_Exercise material_
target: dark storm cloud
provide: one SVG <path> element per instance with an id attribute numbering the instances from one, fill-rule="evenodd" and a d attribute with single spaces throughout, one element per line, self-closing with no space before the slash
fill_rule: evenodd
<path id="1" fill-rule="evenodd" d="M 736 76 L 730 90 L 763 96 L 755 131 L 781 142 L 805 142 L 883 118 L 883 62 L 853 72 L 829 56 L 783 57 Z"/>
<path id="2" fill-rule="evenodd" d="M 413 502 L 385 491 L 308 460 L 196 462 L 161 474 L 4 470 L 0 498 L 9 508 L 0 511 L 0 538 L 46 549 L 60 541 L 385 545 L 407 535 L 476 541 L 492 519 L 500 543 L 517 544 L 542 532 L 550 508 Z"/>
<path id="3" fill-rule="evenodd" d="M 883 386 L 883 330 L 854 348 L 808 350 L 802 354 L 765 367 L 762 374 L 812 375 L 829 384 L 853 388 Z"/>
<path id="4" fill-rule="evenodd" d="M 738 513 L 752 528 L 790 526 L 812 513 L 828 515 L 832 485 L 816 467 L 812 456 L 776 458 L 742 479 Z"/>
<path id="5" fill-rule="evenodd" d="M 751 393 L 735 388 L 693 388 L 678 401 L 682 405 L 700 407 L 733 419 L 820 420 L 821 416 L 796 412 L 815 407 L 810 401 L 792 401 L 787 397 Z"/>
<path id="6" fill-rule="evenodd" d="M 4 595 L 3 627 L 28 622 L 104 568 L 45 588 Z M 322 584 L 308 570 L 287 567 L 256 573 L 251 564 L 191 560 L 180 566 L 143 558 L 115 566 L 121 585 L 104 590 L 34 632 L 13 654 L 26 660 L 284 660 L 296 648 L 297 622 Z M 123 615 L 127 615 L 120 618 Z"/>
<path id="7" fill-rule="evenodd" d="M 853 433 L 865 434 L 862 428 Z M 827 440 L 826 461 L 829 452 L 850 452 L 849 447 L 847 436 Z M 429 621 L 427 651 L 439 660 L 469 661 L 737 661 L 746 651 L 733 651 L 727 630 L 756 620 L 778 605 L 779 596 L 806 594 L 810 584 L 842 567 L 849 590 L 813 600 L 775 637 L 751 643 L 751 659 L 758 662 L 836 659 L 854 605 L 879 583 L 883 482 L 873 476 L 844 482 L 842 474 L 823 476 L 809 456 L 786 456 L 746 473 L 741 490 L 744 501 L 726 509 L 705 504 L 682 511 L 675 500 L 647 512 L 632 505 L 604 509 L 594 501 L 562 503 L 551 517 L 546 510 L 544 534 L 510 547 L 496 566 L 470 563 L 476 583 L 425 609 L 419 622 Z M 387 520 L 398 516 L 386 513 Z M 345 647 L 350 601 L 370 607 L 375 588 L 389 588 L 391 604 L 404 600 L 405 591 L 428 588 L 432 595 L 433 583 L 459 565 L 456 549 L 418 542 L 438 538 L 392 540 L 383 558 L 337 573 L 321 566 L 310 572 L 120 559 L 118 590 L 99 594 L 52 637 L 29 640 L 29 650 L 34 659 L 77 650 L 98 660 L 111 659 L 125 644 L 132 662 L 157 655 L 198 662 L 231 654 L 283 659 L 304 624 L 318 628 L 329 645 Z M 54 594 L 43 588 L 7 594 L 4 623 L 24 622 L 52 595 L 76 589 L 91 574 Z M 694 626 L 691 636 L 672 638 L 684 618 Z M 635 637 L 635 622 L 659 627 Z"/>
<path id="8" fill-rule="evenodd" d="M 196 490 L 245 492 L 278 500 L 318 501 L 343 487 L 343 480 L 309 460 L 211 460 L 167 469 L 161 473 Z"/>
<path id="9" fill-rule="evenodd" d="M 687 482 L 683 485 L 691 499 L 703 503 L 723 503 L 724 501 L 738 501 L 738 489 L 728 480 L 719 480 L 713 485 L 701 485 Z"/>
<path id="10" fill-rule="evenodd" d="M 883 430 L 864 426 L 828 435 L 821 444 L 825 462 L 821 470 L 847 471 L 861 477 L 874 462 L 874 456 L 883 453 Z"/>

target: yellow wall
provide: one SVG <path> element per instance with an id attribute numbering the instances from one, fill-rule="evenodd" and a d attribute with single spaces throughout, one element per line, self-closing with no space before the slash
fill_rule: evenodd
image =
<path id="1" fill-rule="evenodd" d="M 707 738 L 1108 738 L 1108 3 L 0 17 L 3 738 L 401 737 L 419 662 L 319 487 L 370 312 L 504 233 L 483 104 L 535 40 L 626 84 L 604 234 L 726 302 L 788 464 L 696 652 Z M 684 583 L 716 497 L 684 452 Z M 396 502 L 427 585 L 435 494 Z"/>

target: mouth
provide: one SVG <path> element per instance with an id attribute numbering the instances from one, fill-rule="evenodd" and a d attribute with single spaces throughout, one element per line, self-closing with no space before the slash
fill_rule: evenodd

_What the task asks_
Please put every line of the entries above into a numbered list, leaving out the blank lines.

_Task output_
1. target: dark storm cloud
2. provide: one SVG <path> element per instance with an id attribute numbering the instances from one, fill-rule="evenodd" and a d attribute with single spaces throughout, one element per line, self-closing with no space before the slash
3. fill_rule: evenodd
4. <path id="1" fill-rule="evenodd" d="M 736 76 L 730 90 L 763 96 L 755 131 L 781 142 L 805 142 L 883 118 L 883 62 L 853 72 L 829 56 L 783 57 Z"/>
5. <path id="2" fill-rule="evenodd" d="M 413 502 L 385 491 L 308 460 L 196 462 L 161 474 L 4 470 L 0 498 L 9 508 L 0 511 L 0 538 L 46 549 L 60 541 L 385 545 L 407 535 L 476 541 L 492 519 L 500 543 L 517 544 L 542 532 L 550 508 Z"/>
6. <path id="3" fill-rule="evenodd" d="M 883 386 L 883 330 L 854 348 L 808 350 L 802 354 L 765 367 L 762 374 L 812 375 L 829 384 L 853 388 Z"/>
7. <path id="4" fill-rule="evenodd" d="M 738 513 L 752 528 L 790 526 L 812 513 L 828 515 L 832 485 L 816 467 L 812 456 L 776 458 L 742 479 Z"/>
8. <path id="5" fill-rule="evenodd" d="M 751 393 L 735 388 L 693 388 L 678 401 L 682 405 L 700 407 L 733 419 L 820 420 L 821 416 L 796 412 L 815 407 L 810 401 L 792 401 L 787 397 Z"/>
9. <path id="6" fill-rule="evenodd" d="M 4 595 L 3 627 L 28 622 L 104 568 L 45 588 Z M 322 584 L 308 570 L 287 567 L 256 573 L 251 564 L 191 560 L 180 566 L 143 558 L 115 566 L 121 585 L 104 590 L 34 632 L 13 654 L 26 660 L 284 660 L 296 648 L 297 622 Z M 123 615 L 127 615 L 120 618 Z"/>
10. <path id="7" fill-rule="evenodd" d="M 853 433 L 865 434 L 862 428 Z M 827 440 L 826 461 L 829 452 L 850 452 L 849 447 L 847 436 Z M 429 621 L 427 651 L 439 660 L 469 661 L 737 661 L 746 651 L 733 651 L 727 630 L 756 620 L 778 605 L 779 596 L 806 594 L 810 584 L 842 567 L 849 590 L 813 600 L 775 637 L 751 643 L 751 659 L 758 662 L 836 659 L 854 605 L 879 583 L 883 482 L 873 476 L 844 482 L 842 474 L 823 476 L 809 456 L 786 456 L 746 473 L 741 490 L 744 501 L 726 509 L 705 504 L 682 511 L 675 500 L 647 512 L 632 505 L 604 509 L 594 501 L 562 503 L 551 517 L 546 510 L 544 534 L 510 547 L 496 566 L 470 563 L 476 583 L 425 609 L 419 622 Z M 387 520 L 398 516 L 386 513 Z M 345 647 L 350 601 L 370 607 L 375 588 L 389 588 L 391 604 L 404 600 L 405 591 L 428 588 L 432 595 L 433 583 L 459 565 L 456 549 L 418 542 L 438 538 L 392 540 L 383 558 L 337 573 L 321 566 L 310 572 L 120 559 L 118 590 L 99 594 L 52 637 L 29 640 L 29 650 L 34 659 L 77 650 L 98 660 L 111 659 L 125 644 L 132 662 L 157 655 L 198 662 L 231 654 L 283 659 L 304 624 L 318 628 L 329 645 Z M 54 594 L 43 588 L 7 594 L 4 623 L 24 622 L 52 595 L 76 589 L 91 574 Z M 694 626 L 691 636 L 672 638 L 684 618 Z M 635 637 L 635 622 L 659 627 Z"/>
11. <path id="8" fill-rule="evenodd" d="M 196 490 L 245 492 L 278 500 L 318 501 L 343 487 L 343 480 L 309 460 L 211 460 L 167 469 L 161 473 Z"/>
12. <path id="9" fill-rule="evenodd" d="M 687 482 L 683 485 L 691 499 L 703 503 L 723 503 L 724 501 L 738 501 L 738 489 L 728 480 L 719 480 L 713 485 L 701 485 Z"/>
13. <path id="10" fill-rule="evenodd" d="M 883 430 L 864 426 L 828 435 L 821 444 L 825 462 L 821 470 L 847 471 L 861 477 L 874 462 L 874 456 L 883 453 Z"/>
14. target: yellow wall
15. provide: one SVG <path> element per instance with an id attribute numbering the instances from one, fill-rule="evenodd" and a d attribute with single spaces throughout, one element per line, self-closing with no space before the slash
16. fill_rule: evenodd
17. image =
18. <path id="1" fill-rule="evenodd" d="M 707 738 L 1108 738 L 1108 3 L 0 17 L 3 738 L 401 737 L 419 662 L 319 487 L 370 312 L 504 233 L 483 104 L 535 40 L 626 84 L 604 234 L 726 302 L 788 464 L 696 652 Z M 684 583 L 716 497 L 684 452 Z M 396 502 L 427 585 L 435 494 Z"/>
19. target: mouth
20. provide: one SVG <path> element per instance with an id attribute numbering the instances from one, fill-rule="evenodd" and a d attribute with single spaces throughout, one element per line, self-closing with no space before the slash
21. fill_rule: evenodd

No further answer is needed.